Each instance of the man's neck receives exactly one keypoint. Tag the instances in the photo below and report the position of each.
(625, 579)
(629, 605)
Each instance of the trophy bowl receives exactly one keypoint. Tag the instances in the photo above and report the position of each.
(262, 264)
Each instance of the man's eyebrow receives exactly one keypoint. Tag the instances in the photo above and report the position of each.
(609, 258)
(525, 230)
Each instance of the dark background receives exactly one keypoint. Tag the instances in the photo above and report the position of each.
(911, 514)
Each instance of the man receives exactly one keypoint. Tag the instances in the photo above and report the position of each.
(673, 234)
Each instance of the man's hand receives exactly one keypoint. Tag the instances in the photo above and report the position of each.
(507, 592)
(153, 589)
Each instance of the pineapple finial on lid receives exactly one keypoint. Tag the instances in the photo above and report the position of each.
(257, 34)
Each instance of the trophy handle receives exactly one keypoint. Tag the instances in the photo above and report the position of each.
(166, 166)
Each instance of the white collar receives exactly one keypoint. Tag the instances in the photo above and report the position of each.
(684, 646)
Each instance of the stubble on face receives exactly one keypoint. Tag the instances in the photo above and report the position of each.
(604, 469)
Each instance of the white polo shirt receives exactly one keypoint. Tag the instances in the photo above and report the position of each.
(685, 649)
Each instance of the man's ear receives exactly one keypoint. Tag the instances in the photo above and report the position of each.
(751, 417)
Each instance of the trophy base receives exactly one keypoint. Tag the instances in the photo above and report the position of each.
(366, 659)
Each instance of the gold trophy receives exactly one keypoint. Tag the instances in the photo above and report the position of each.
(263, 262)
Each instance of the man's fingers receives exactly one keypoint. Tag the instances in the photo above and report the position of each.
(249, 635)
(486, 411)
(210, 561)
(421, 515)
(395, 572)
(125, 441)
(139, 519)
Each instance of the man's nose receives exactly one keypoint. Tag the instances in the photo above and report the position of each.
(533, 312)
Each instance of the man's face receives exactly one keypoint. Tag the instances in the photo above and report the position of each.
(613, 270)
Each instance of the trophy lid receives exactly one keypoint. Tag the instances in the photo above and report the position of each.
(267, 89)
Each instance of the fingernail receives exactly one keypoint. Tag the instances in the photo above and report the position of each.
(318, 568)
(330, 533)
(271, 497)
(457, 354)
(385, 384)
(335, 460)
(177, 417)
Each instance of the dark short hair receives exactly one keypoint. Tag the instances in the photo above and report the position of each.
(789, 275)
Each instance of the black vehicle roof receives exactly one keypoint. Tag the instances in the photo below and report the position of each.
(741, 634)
***
# PROBLEM REQUIREMENTS
Reproduce the lines from the one containing "Each instance of the black" through the end of the records, inclusive, with their request text unchanged, and shift every coordinate in the answers by -85.

# RESULT
Each instance of the black vehicle roof receives exactly one keypoint. Tag the instances in the photo below and report the position of each.
(656, 549)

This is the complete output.